Given instruction: Copy out every one of the records below word for word, leaving out the pictures.

Data section:
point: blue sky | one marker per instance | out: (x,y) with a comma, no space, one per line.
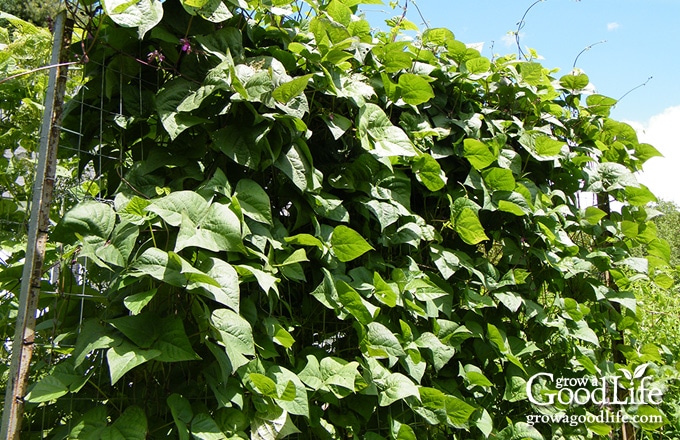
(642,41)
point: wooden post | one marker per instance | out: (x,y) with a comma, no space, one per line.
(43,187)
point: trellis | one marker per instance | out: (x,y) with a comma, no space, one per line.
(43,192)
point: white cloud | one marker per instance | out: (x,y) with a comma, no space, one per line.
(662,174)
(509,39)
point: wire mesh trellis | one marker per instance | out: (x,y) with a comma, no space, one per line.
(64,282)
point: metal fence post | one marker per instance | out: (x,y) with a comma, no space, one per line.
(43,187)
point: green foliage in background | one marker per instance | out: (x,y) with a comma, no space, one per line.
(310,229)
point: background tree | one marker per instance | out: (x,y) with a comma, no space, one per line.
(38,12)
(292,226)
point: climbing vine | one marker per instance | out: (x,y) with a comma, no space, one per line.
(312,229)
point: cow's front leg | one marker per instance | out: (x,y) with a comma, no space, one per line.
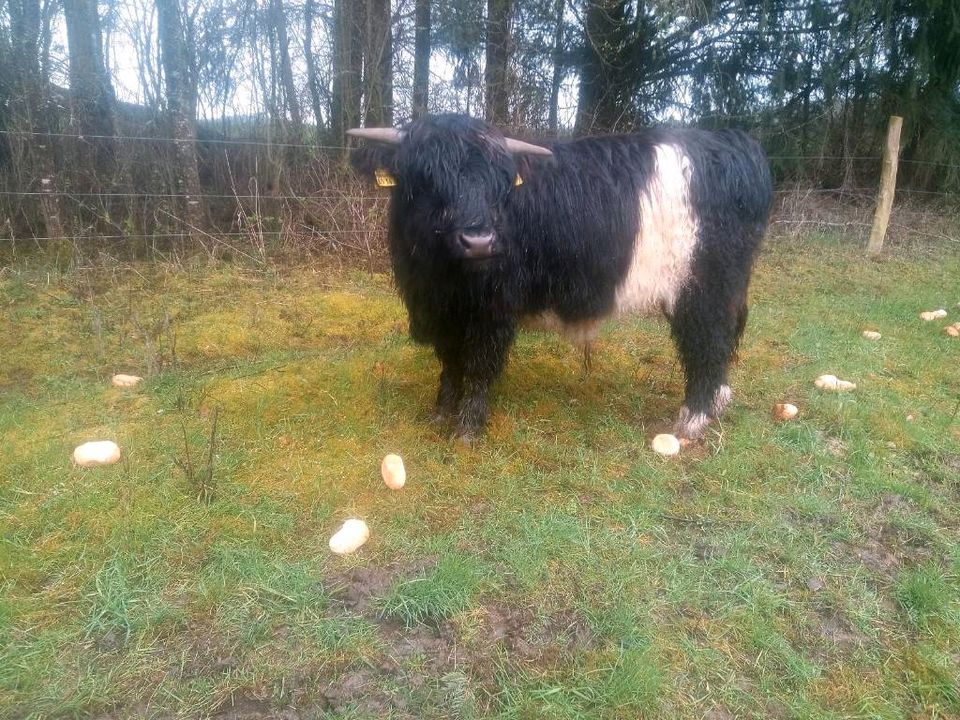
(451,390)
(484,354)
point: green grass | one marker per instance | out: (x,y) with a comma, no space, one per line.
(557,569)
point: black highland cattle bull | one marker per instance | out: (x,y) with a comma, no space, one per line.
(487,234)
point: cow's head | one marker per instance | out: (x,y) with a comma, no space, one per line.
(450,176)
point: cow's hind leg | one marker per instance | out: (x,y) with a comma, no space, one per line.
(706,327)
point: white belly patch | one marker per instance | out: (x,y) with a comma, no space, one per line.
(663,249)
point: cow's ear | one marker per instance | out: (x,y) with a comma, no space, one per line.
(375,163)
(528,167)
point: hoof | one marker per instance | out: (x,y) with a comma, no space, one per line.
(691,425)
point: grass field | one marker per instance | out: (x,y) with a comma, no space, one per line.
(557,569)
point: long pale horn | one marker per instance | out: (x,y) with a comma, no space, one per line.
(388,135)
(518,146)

Solved problem:
point: blue sky | one marker per instance | out: (x,y) with a comma, no space, one per line.
(642,41)
point: wooden post | one marker per instance | out: (x,y) with a comma, no space, one per line.
(43,187)
point: trellis | one marker per instance | out: (x,y) with a comma, no space, one per line.
(43,192)
point: white cloud | one marker per instance | out: (x,y) with a comma, no space, one per line.
(662,174)
(509,39)
point: wire mesh trellis | one marker per instance | out: (x,y) with a comma, no space, one per line.
(64,282)
point: metal fence post | one marker per instance | out: (x,y) with a comma, no space, one per line.
(43,187)
point: green foliage in background | one marker per instance | out: (x,y) with a comma, no space, one per line.
(310,229)
point: background tree | one marker per instance | out: (x,y) with a comma, no space, one per line.
(38,12)
(292,226)
point: climbing vine | one marker per instance | out: (x,y) with a comma, no space, one per line.
(312,229)
point: cow's front leg | one marker per instance | out: (x,y) with a comma, no space, one per line.
(451,390)
(484,354)
point: green grass | one marker per instance | out: (x,y) with a comma, no space, one per line.
(557,569)
point: black highland cattle bull | one marker per instance | out: (x,y) with a comma, no space, one per line.
(487,234)
point: cow's head | one marker per instance | out: (x,y) with a comma, no space, one per line.
(450,176)
point: cow's hind leg | one marker per instance | out: (x,y) with a comma, no space, one per line.
(706,327)
point: white belly patch | one marker per instance | out: (x,y) with a comma, no space, one per line.
(663,249)
point: cow's ear | one marker per instance | out: (x,y) with a comma, no space, one per line.
(375,163)
(528,167)
point: hoof | one marker per instance | out: (x,y) with a comma, no space, one per line.
(691,425)
point: grass field | one marker per instance | out: (x,y) with a comma, no space, one per line.
(557,569)
point: long pale horn | one marker per instance | out: (x,y) with a comma, no space, one per line.
(388,135)
(518,146)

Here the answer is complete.